* **WHAT TO PRODUCE**
Look at each line below and tally those holding "dark"; answer with that figure and nothing else.

Saved data entries:
━━━━━━━━━━

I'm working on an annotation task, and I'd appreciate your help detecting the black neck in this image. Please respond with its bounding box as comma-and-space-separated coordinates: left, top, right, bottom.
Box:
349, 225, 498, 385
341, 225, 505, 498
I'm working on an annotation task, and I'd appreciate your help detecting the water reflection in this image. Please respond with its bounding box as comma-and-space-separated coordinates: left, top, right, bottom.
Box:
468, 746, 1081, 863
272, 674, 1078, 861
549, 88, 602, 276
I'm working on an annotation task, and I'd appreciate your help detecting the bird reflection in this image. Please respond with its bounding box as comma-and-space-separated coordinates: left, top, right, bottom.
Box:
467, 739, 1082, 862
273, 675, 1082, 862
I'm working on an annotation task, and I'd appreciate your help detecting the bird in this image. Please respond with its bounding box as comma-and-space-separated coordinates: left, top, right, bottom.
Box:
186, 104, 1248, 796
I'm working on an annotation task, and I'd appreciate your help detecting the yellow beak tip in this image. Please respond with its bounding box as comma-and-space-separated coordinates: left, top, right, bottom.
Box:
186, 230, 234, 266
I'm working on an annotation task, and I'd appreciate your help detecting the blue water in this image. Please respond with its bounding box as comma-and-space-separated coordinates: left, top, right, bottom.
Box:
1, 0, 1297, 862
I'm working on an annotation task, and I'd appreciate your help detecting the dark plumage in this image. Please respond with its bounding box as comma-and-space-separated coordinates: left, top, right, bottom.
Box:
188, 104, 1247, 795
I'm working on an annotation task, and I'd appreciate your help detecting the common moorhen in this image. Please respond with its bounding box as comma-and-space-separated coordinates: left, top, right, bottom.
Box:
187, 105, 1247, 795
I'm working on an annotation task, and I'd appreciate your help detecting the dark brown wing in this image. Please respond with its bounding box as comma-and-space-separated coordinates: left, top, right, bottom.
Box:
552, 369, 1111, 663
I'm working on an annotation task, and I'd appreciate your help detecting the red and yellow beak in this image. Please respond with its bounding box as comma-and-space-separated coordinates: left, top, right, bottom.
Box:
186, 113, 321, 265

━━━━━━━━━━

* **ANSWER TO THE EXERCISE**
2